(TEKS HASIL EKSTRAKSI):
※ ※ ※

Rabu pagi, 19 Desember 2012. Banda Aceh diguyur hujan. Dari  jendela kamar, saya melihat rinai hujan yang terus saja mengguyur kota.  Cuaca memang kurang mendukung, namun tak mengendurkan niat untuk tetap melanjutkan misi melanjutkan perjalanan ke Museum Aceh, sebuah tempat yang bersejarah.
Roda sepeda motor melaju perlahan. Udara dingin dan tetesan hujan menusuk jaket tebal hingga kekulit tipis. Aspal hitam yang biasanya kering, kini mulai tergenang. Setengah jam perjalanan dari rumah ke Museum Aceh. Di gerbang masuk, kendaraan saya nyaris terpeleset. Genangan air membuat jalanan licin. Saat melewati pintu masuk Museum, cuaca seakan berubah menjadi hangat. Padahal rintik hujan masih saja membasahi Museum Aceh. Lonceng Cakra Donya dan Rumoh Aceh bagai menyambut hangat kedatangan saya.
Dari kejauhan, teman-teman terlihat asik berfoto ria. Mereka sedang mengabadikan moment sebuah tempat sejarah, yang masih kokoh, meski telah dimakan usia. Pada sebuah sudut tak jauh dari meja petugas, sebuah benda dari kayu menarik perhatianku. Benda itu, adalah jengki, sebuah alat yang dipakai pada masa lalu, sebagai penumbuk padi.
Selain padi, Jeungki juga digunakan untuk menumbuk tepung, sagu, kopi, bumbu masak serta obat-obatan. Alangkah disayangkan, keberadaan jeungki sudah sangat langka dikalangan masyarakat Aceh.  berkembangnya berbagai alat teknologi modern menyisihkan jengki. Benda ini semakin terasing.
Mata ini masih saja memperhatikan alat unik tersebut, tanpa sadar saya teringat masa kecil dulu, saat liburan ke rumah nenek. Disana masih kental budaya dan hal-hal tradisional lainnya.  Pada setiap rumah mereka pasti memiliki alat tradisional ini.

※ ※ ※

(LATIHAN SINGKAT): Tuliskan kembali tanpa perubahan bagian teks tentang kunjungan ke Museum Aceh yang dibuka dengan kata-kata yang memuat "Roda sepeda motor" dan ditutup dengan "hangat kedatangan saya.".

(ISI DATA):

※ ※ ※

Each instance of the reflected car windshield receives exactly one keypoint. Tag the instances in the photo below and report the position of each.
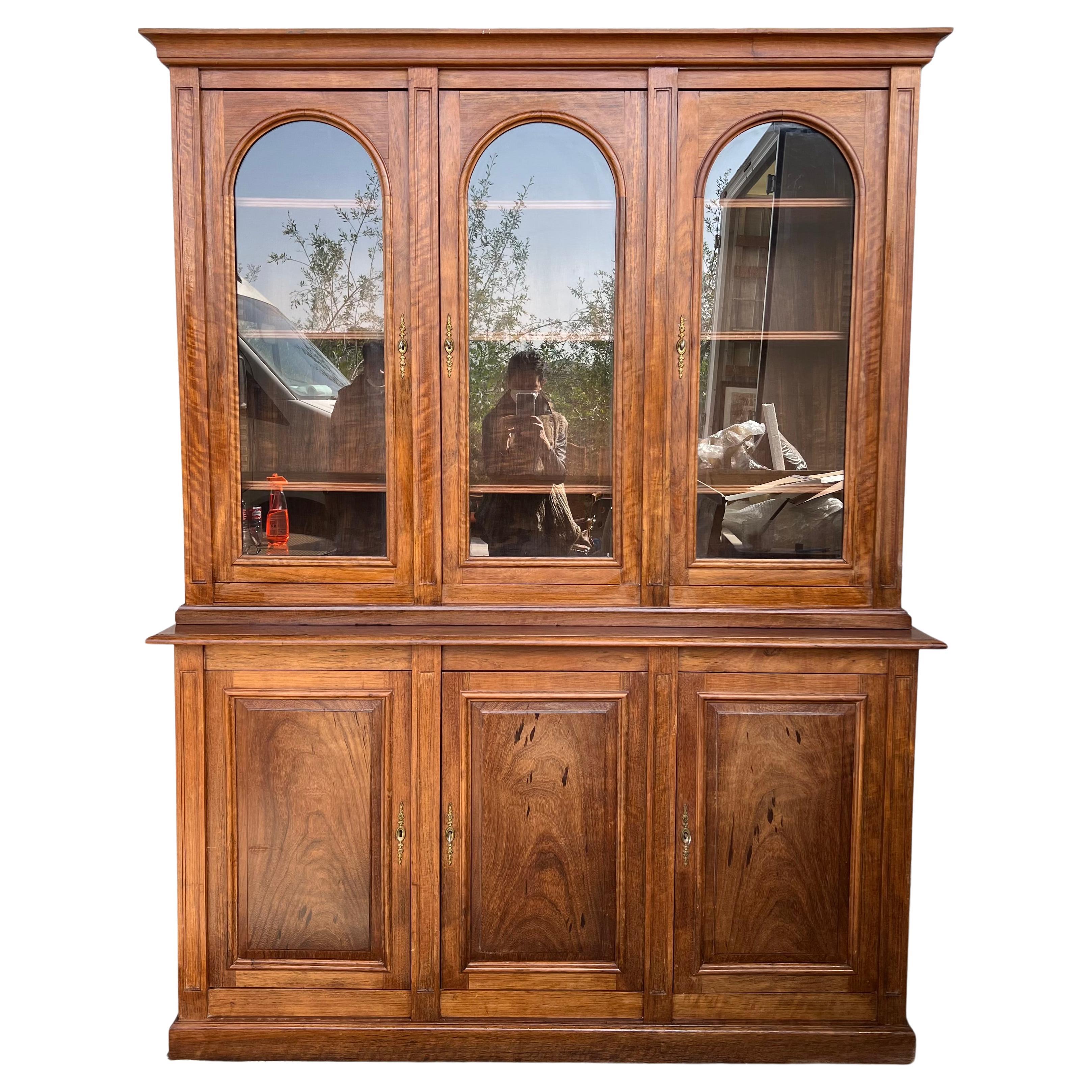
(295, 361)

※ ※ ※

(JAWABAN LATIHAN):
Roda sepeda motor melaju perlahan. Udara dingin dan tetesan hujan menusuk jaket tebal hingga kekulit tipis. Aspal hitam yang biasanya kering, kini mulai tergenang. Setengah jam perjalanan dari rumah ke Museum Aceh. Di gerbang masuk, kendaraan saya nyaris terpeleset. Genangan air membuat jalanan licin. Saat melewati pintu masuk Museum, cuaca seakan berubah menjadi hangat. Padahal rintik hujan masih saja membasahi Museum Aceh. Lonceng Cakra Donya dan Rumoh Aceh bagai menyambut hangat kedatangan saya.